### [Problems and tasks]
1) In the Berlin rally report, which organization organized the march and rally?
2) From the Berlin rally report, extract word for word the stretch from "Organized by Adopt" through "Al Haj Saleh.".

### [Passage provided]

On February 26, close to 200 people attended an anti-war march and rally in front of the Russian and Turkish embassies in Berlin.
Organized by Adopt A Revolution, a leading grassroots organization initiated by Syrian and German civil society activists in 2011, the protesters demanded an immediate and unconditional end to the bombardment and besiegement of Syria's Eastern Ghouta, Idlib and Afrin by the Assad regime, Russia, Iran and Turkey.
The rally was attended by prominent cultural and political figures from both Syria and Germany such as the chairwoman of the Green Party Annalena Baerbock, Christine Buchholz from The Left Party as well as Syrian writer, journalist and political dissident Yassin Al Haj Saleh.
In their statement, the event organizers wrote:
Syria has become the Ground Zero of international law. None more so than Russia carries the responsibility for the escalation in Ghouta and Afrin. Without Russian approval, the Erdogan regime would not have been able to attack the Syrian-Kurdish region of Afrin. In Eastern Ghouta near Damascus, Russia even actively intervenes in the fighting with its Air Force. According to the independent international NGO “Medecins sans Frontieres” (MSF), more than 15 medical facilities have been destroyed only in the recent days, and bakeries and even schools have been targeted. This is no longer a fight against radical Islamist rebel groups, but a massacre of the civilian population of Eastern Ghouta.
We can no longer accept this inferno in Eastern Ghouta! We cannot remain silent about the murders of Turkey in Afrin!

### [Data]
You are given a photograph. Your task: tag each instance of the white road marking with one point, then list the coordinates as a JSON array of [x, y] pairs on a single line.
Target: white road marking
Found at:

### [Task-by-task solutions]
1) Adopt A Revolution

2)
Organized by Adopt A Revolution, a leading grassroots organization initiated by Syrian and German civil society activists in 2011, the protesters demanded an immediate and unconditional end to the bombardment and besiegement of Syria's Eastern Ghouta, Idlib and Afrin by the Assad regime, Russia, Iran and Turkey.
The rally was attended by prominent cultural and political figures from both Syria and Germany such as the chairwoman of the Green Party Annalena Baerbock, Christine Buchholz from The Left Party as well as Syrian writer, journalist and political dissident Yassin Al Haj Saleh.